**PASSAGE:**
# Create data for next steps

This notebook will create a .pkl file with the model's preditions and other information.

In [1]:
import os
import gc
import pickle
import numpy as np
import torch
from torch.utils.data import DataLoader
from tqdm import tqdm

from utils.utils import load_config
from dataloaders import *  
from models import *       
from uncertainty.MCDropout import MCDropout

## Constants

In [2]:
DEVICE = 'cuda'
BATCH_SIZE = 64
POSITIVE_THRESHOLD = 0.5

## Experiment Settings

In [3]:
EXPERIMENTS_FOLDER = 'UNIFESP+iCOPE'
MODEL_NAME = 'NCNN_PRETRAINED'  # change model here
BASE_EXPERIMENT_PATH = os.path.join('experiments', EXPERIMENTS_FOLDER, MODEL_NAME)

### MCDP Settings

In [4]:
# MCDP SETTINGS
MCDP = False
MCDP_FOWARD_PASSES = 30
MCDP_DROPOUT = 0.1 if "NCNN" in MODEL_NAME else 0.5

## Functions

In [5]:
def create_hook(embeddings_list):
    """Return a hook function that appends flattened outputs to embeddings_list."""
    def hook(module, input, output):
        output_np = output.detach().cpu().numpy()
        for x in output_np:
            embeddings_list.append(x.flatten())
    return hook

In [6]:
def process_experiment(exp, mode, device, positive_threshold, batch_size):
    """
    Process a single experiment directory.
    
    Parameters:
        exp (str): Name of the experiment folder.
        mode (str): Either 'train' or 'test'.
        device (str): Device to run inference on.
        positive_threshold (float): Threshold for positive predictions.
        batch_size (int): Batch size for DataLoader.
        
    Returns:
        fold (str): Extracted fold name.
        result (dict): Dictionary containing outputs and optionally embeddings.
    """
    exp_path = os.path.join(BASE_EXPERIMENT_PATH, exp)
    model_path = os.path.join(exp_path, 'Model', 'best_model.pt')
    config_path = os.path.join(exp_path, 'Model', 'config.yaml')
    
    # Load configuration
    config = load_config(config_path)
    data_path = config['path_train'] if mode == 'train' else config['path_test']
    
    # Extract the fold from the data path (platform independent)
    fold = os.path.normpath(data_path).split(os.sep)[-2]
    print(f"Processing {mode} data from: {data_path}")
    
    # Set up embeddings collection and hook handle (if needed)

**OBJECTIVE 1:**
Find every line in the listing below that contains the word "white", and copy each of those lines.

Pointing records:
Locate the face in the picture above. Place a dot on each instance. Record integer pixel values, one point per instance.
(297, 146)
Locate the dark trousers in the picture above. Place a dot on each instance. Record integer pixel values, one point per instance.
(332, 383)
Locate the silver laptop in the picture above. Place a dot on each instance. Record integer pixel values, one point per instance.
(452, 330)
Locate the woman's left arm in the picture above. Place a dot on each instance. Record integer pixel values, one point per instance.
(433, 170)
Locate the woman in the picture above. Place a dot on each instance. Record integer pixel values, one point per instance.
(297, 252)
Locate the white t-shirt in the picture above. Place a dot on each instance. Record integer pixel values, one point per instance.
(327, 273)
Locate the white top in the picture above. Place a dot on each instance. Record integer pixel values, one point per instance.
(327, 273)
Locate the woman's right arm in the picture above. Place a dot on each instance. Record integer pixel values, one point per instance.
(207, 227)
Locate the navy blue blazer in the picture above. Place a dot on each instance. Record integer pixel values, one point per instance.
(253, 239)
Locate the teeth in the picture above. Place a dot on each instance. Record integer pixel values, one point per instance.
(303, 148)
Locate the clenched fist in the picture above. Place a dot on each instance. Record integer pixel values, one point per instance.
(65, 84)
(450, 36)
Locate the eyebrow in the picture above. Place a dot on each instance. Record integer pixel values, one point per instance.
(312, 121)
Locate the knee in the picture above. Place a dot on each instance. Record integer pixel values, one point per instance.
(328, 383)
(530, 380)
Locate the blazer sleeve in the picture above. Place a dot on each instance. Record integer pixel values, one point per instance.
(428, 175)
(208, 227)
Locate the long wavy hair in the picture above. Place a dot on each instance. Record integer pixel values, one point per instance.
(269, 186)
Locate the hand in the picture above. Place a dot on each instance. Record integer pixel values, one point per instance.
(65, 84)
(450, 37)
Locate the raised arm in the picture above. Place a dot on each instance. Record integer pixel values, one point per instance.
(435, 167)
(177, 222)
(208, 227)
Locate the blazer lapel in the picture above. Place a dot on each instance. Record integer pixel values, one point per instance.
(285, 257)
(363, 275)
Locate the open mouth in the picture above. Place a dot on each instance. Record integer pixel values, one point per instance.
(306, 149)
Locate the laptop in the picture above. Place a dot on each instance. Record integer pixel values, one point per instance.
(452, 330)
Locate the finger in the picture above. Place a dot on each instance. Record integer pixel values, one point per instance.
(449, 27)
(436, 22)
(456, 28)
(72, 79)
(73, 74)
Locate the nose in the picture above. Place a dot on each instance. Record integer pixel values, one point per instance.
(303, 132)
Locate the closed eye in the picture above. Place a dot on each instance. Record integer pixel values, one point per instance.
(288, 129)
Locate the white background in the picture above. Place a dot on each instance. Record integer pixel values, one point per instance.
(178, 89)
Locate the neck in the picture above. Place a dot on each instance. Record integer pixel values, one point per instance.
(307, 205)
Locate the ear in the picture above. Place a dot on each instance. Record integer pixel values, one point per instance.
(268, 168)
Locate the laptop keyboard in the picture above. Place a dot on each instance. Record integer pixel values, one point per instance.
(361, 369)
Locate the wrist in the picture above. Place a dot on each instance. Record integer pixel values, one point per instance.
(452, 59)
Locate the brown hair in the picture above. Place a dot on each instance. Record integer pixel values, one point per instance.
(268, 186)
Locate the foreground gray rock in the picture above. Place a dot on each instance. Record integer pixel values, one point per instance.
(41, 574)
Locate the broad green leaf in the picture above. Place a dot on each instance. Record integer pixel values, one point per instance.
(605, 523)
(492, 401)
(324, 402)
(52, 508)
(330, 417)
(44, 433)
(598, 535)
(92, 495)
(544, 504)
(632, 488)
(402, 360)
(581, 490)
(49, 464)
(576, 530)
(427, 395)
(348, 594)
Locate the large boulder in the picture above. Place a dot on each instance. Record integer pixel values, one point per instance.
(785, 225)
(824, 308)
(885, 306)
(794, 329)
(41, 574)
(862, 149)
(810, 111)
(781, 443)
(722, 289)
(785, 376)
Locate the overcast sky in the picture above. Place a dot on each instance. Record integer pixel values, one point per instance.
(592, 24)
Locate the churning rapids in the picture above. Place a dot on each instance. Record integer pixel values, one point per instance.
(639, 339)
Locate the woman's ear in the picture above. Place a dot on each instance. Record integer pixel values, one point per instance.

**OBJECTIVE 2:**
Carry the prediction-data notebook further, starting right after its final line.

**EXPECTED OUTPUT 1:**
Locate the white t-shirt in the picture above. Place a dot on each instance. Record integer pixel values, one point per instance.
Locate the white top in the picture above. Place a dot on each instance. Record integer pixel values, one point per instance.
Locate the white background in the picture above. Place a dot on each instance. Record integer pixel values, one point per instance.

**EXPECTED OUTPUT 2:**
    embeddings = []
    hook_handle = None

    # Choose model architecture and dataset based on experiment name
    if "NCNN" in exp:
        model_instance = NCNN()
        dataset = NCNNDataset(data_path)
        hook_handle = model_instance.fc_4.register_forward_hook(create_hook(embeddings))
    elif "VGGNB" in exp:
        model_instance = VGGNB()
        dataset = VGGNBDataset(data_path)
        # You may choose which layer to hook:
        # hook_handle = model_instance.VGGFace.features.conv5_3.register_forward_hook(create_hook(embeddings))
        hook_handle = model_instance.VGGFace.classifier[3].register_forward_hook(create_hook(embeddings))
    elif "ViTNB" in exp:
        model_instance = ViTNB()
        dataset = ViTNBDataset(data_path)
    else:
        raise ValueError(f"Unknown experiment type in {exp}")

    dataloader = DataLoader(
        dataset, 
        batch_size=batch_size, 
        shuffle=False,
        pin_memory=True,
        num_workers=4
    )

    # Load model weights and prepare model for inference
    model_instance.load_state_dict(torch.load(model_path))
    model_instance = model_instance.to(device)
    model_instance.eval()

    # Accumulate outputs using lists (more efficient than repeated concatenation)
    probs_list, preds_list, logits_list, labels_list = [], [], [], []

    # If MCDP is activated, accumulate probabilities using a list
    if MCDP:
        probs_uq_list = []
        model_instance = MCDropout(model_instance, p=MCDP_DROPOUT)

    with torch.no_grad():
        for batch in tqdm(dataloader, desc=f"Processing {exp}"):
            inputs = batch['image'].to(device)
            labels = batch['label'].to(device)

            # If MCDP calculate probabilities for each forward pass
            if MCDP:
                probs = model_instance.predict(inputs, reps=MCDP_FOWARD_PASSES)
                preds = torch.ge(torch.mean(probs, dim=1), positive_threshold).type(torch.int)
                probs_uq_list.append(probs)

            else:
                logits = model_instance(inputs)
                probs = torch.sigmoid(logits)
                preds = (probs >= positive_threshold).int()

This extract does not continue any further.